··· GIVEN PASSAGE

Startling statistics on savings


Young people, Millennials and GenZs, seem to be taking a different approach to retirement, and statistics show that. 


In a survey about savings, Millennials, who will be retiring about 20 years from now, say that they have no savings for their retirement. 


When US Millennials were asked when they want to retire, they hoped to be able to stop working at 51 to 60 years old, about 5 to 10 years earlier than the current retirement age in the US which is 65 for the majority. 


But will this desire be close to reality especially when taking into savings for retirement is taken into account? 


Surveys say that young people need about $1.6 million for retirement in order to live well, but they have saved only a fraction of this, putting them in a dilemma. 


Improvements in the system


A variety of factors are making saving at this day and age difficult, and they can be addressed on a societal level. 


  • More jobs that use different skill sets should be created.
  • Jobs that young people can do during school break like summer or spring breaks should be supported. 
  • More paid internship opportunities should be created so young people can earn while they are learning a trade. 
  • Strengthening the middle class through policies that grant fair wages and benefits should be done.

······

**TASK SET:**
1 - Reproduce the retirement savings text word for word, everything from "When US Millennials" down to "in a dilemma.".
2 - Answer these questions using the retirement savings text:
(a) At what ages do US Millennials hope to stop working?
(b) How much money do surveys say young people need for retirement in order to live well?
(c) What kind of internship opportunities should be created?
3 - Carry the retirement savings text forward from its last sentence.

··· GIVEN RECORDS

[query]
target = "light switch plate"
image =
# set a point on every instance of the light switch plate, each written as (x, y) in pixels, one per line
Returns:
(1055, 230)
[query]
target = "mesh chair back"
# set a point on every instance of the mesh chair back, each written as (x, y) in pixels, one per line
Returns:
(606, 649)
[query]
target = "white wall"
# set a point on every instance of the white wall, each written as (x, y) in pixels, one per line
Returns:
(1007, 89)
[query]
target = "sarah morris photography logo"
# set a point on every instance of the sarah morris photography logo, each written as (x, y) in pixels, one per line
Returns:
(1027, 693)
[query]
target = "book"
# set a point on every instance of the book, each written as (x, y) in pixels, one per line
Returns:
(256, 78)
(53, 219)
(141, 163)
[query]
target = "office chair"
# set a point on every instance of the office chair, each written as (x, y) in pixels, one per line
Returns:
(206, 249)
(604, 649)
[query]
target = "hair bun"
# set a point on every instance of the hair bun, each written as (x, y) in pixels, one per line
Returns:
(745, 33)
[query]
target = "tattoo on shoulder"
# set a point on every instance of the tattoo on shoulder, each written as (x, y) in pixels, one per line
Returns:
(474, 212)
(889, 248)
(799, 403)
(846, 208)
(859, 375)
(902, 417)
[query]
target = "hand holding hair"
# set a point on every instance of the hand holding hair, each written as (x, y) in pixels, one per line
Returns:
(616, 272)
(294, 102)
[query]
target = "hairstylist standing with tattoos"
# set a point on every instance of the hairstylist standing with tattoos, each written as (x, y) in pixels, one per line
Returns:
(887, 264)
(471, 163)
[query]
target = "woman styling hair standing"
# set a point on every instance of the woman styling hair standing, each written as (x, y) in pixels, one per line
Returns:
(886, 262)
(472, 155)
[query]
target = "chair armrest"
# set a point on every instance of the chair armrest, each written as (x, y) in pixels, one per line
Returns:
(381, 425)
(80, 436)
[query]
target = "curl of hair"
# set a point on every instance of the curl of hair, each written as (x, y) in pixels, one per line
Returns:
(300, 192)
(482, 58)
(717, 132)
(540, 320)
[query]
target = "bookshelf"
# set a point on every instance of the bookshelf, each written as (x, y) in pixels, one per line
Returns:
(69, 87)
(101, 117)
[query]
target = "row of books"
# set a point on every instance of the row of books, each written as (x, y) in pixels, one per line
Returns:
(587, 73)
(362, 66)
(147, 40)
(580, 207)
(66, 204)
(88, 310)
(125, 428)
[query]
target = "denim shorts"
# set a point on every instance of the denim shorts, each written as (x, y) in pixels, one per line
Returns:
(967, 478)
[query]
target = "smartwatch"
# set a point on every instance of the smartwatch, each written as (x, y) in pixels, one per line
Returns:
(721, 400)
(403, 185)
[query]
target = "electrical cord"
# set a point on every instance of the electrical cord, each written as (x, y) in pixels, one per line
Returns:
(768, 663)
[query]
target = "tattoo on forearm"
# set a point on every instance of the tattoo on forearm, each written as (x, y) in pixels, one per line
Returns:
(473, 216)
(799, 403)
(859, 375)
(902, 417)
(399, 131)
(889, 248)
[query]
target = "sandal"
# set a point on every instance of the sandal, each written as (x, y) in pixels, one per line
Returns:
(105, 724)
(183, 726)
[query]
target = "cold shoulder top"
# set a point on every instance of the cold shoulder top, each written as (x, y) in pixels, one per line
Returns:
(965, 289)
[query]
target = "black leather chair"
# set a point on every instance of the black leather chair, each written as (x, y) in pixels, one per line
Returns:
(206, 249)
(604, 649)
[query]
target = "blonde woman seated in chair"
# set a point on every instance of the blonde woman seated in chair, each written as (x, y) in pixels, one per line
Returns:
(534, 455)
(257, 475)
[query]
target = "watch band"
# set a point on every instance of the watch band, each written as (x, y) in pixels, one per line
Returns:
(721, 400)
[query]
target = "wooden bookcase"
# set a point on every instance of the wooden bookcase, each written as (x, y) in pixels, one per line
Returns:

······

**OUTPUTS:**
1 -
When US Millennials were asked when they want to retire, they hoped to be able to stop working at 51 to 60 years old, about 5 to 10 years earlier than the current retirement age in the US which is 65 for the majority. 


But will this desire be close to reality especially when taking into savings for retirement is taken into account? 


Surveys say that young people need about $1.6 million for retirement in order to live well, but they have saved only a fraction of this, putting them in a dilemma.

2 -
(a) From 51 to 60 years old.
(b) About $1.6 million.
(c) More paid internship opportunities.

3 -
So how early should young people be saving and how can they do it? 


Meanwhile, there are things that can be done on the individual level to help young people achieve their retirement plans. 


Finance experts advise us to save about 10% of our take home pay in order to plan and prepare for the future, but young workers under 34 years old are only able to save about 5.5% of what they make. 


This is a bleak scenario, with only 25% or workers saying that they are very confident about their ability to retire comfortably. 


  • Calculate how much you need to be able to retire and when you would like to retire. These numbers give you goals to set. Once you are clear how much you need and when you would like to get it, start saving. 
  • Start saving little by little, gradually increasing the amount you save as you increase in your confidence and motivation. 
  • Does your company now have a retirement savings plan? Most likely it does. Sign up for the plan and save as much as you can through this. The amount you save also earns you compound interest and it does not undergo tax cuts, so over time you save more. 
  • Many companies also have pension plans. Get to know the benefits, and how it runs, so you can make wise decisions. 
  • Find out where you can learn about investing. Learn the different options, so that you can start putting your money where it has a chance to grow over time. Find an advisor that you trust and who is knowledgeable about matching your financial situation, financial goals, age and your risk appetite to your investments. 


Just like any other area in life, finances, building wealth, and savings are governed by principles. Get to know these principles and start applying them in your daily life at a young age. The age-old principle of sowing and reaping says that the more you sow, the more you will also harvest in the future.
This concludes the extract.